#### GIVEN PROBLEM:
Beginning with the first line of the rows and going on through the line with "(294, 199), (356, 263)", write those lines out again, requests included. Scale every bounding-box coordinate in the answers by 0.9 and round to whole numbers, halves up, while leaving the numbers in the requests and their sample boxes unchanged.

[DATA TO USE start]

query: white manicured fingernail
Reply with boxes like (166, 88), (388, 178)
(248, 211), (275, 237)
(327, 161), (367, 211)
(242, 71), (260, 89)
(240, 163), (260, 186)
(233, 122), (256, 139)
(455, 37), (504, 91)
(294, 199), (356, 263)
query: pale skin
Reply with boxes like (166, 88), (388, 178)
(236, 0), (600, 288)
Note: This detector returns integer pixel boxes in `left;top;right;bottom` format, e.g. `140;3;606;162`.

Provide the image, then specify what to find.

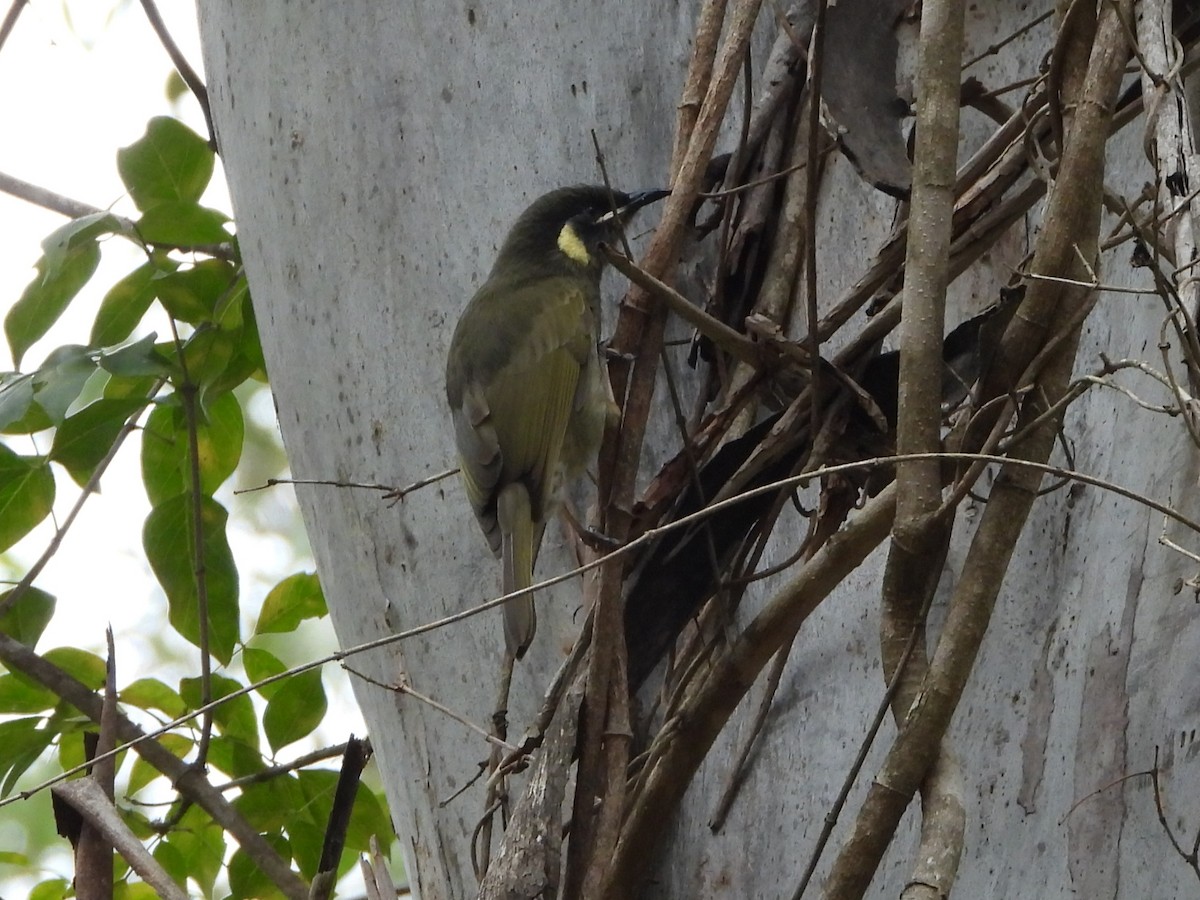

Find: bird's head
492;185;670;274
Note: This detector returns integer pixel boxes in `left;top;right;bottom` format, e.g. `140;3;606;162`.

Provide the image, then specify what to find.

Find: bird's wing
454;278;595;553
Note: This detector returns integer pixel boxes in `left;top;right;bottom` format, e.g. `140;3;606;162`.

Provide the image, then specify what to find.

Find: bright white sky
0;0;366;896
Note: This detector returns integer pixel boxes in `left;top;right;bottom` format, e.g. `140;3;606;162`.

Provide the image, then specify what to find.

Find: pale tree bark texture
200;0;1200;898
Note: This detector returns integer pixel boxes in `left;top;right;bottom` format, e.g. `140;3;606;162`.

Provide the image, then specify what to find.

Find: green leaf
100;331;175;378
263;668;328;752
241;647;288;700
104;376;160;400
4;212;120;366
50;397;146;485
233;773;302;832
142;494;238;665
163;806;226;895
209;734;266;778
0;674;59;715
142;394;245;505
116;116;215;211
229;834;292;900
346;782;396;853
120;678;187;719
142;494;238;664
0;715;54;798
156;259;240;325
138;200;229;247
254;572;329;635
113;881;161;900
288;808;328;881
179;674;258;750
0;372;36;434
34;344;96;425
44;647;104;691
29;878;71;900
152;844;188;884
0;444;54;552
184;328;238;391
0;587;56;649
122;734;189;796
90;260;176;347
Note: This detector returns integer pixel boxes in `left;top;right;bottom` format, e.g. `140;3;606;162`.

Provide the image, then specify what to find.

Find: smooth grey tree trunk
200;0;1200;900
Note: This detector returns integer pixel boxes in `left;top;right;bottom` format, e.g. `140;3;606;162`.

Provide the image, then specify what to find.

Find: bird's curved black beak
596;188;671;223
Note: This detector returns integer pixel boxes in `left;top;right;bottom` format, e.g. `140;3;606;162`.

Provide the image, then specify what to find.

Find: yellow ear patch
558;222;592;265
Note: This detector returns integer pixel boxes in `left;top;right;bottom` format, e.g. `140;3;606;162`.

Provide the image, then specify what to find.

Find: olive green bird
446;185;668;659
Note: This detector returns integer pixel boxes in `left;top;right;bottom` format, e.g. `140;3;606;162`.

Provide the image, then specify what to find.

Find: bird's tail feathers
496;481;539;659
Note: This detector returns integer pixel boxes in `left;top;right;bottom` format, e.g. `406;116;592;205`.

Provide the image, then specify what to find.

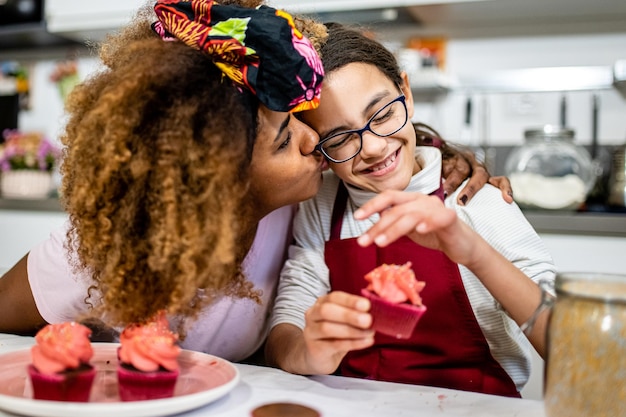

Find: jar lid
524;125;574;139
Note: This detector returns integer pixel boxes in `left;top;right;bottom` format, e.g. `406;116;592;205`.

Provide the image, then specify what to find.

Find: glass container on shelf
505;125;595;210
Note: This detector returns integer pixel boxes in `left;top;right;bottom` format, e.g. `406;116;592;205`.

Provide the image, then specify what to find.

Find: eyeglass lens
322;96;408;162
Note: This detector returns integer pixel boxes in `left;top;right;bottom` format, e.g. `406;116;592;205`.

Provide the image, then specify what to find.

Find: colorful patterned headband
152;0;324;112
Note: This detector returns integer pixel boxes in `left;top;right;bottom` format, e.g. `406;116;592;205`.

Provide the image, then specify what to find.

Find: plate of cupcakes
0;314;240;417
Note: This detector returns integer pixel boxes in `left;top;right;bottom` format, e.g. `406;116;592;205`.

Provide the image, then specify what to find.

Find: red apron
324;182;520;397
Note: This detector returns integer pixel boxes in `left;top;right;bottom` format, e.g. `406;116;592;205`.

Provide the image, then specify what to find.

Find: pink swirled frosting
119;312;180;372
365;262;426;306
31;322;93;374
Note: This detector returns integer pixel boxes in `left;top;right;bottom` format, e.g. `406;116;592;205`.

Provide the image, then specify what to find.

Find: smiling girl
266;25;555;397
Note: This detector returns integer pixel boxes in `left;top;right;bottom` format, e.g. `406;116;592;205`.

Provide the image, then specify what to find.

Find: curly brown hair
61;1;260;325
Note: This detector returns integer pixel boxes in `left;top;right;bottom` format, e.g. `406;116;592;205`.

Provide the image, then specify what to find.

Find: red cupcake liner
28;365;96;402
361;289;426;339
117;364;179;401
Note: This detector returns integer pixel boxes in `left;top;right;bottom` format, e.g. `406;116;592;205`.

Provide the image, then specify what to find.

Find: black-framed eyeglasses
315;94;409;163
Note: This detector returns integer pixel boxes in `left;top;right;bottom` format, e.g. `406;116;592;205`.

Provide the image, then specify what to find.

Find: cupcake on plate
117;312;180;401
28;322;96;402
361;262;426;339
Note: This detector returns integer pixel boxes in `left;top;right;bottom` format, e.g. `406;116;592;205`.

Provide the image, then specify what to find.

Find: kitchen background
0;0;626;398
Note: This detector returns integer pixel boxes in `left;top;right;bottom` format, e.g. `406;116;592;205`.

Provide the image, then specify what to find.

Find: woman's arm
0;254;46;335
413;123;513;206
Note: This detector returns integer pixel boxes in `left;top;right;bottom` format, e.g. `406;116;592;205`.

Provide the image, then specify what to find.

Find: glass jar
504;125;595;210
545;273;626;417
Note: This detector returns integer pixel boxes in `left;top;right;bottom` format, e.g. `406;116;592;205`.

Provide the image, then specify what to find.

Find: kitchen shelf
0;197;63;211
458;66;613;93
524;210;626;237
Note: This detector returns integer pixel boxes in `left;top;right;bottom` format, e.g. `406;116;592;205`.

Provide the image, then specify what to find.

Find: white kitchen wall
18;58;99;145
379;31;626;145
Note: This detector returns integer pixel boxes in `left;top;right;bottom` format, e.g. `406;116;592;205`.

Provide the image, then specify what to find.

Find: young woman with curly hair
0;0;508;360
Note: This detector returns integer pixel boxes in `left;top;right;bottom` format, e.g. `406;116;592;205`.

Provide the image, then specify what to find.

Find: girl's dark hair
320;23;450;153
320;23;402;85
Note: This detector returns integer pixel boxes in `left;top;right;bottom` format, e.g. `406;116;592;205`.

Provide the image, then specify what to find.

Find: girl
0;0;508;361
266;25;555;396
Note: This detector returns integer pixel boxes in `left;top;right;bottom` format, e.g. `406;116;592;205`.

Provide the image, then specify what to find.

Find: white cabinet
45;0;145;41
0;210;67;275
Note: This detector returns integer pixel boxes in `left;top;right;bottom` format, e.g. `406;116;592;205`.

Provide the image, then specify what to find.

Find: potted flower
0;129;61;199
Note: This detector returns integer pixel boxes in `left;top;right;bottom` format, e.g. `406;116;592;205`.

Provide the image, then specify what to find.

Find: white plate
0;343;239;417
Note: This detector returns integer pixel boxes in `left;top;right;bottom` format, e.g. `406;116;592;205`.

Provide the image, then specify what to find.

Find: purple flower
0;129;61;171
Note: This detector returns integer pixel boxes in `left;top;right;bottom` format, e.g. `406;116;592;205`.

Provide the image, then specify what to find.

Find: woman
0;0;502;360
266;25;555;396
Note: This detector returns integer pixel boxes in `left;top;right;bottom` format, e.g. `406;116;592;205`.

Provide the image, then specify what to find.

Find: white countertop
0;334;545;417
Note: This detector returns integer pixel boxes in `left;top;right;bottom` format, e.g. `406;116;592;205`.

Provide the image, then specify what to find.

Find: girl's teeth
372;153;396;172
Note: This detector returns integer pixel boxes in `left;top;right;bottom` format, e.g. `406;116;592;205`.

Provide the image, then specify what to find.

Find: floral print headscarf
152;0;324;112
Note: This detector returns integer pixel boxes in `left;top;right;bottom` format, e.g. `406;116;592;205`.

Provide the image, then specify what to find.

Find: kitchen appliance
608;145;626;207
0;0;76;52
0;94;20;143
613;59;626;98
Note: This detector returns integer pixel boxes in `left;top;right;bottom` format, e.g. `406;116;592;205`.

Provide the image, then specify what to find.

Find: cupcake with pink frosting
28;322;96;402
117;312;180;401
361;262;426;339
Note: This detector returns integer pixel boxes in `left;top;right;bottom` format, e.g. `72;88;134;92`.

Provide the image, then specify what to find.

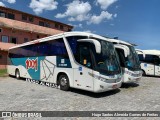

[DATA TO USE end]

#### FULL ANSWER:
query: white manicured fingernail
Reply with boxes like (166, 88), (388, 178)
(223, 190), (248, 213)
(294, 145), (330, 190)
(218, 64), (234, 80)
(216, 147), (234, 167)
(210, 110), (230, 125)
(410, 33), (454, 82)
(265, 179), (320, 237)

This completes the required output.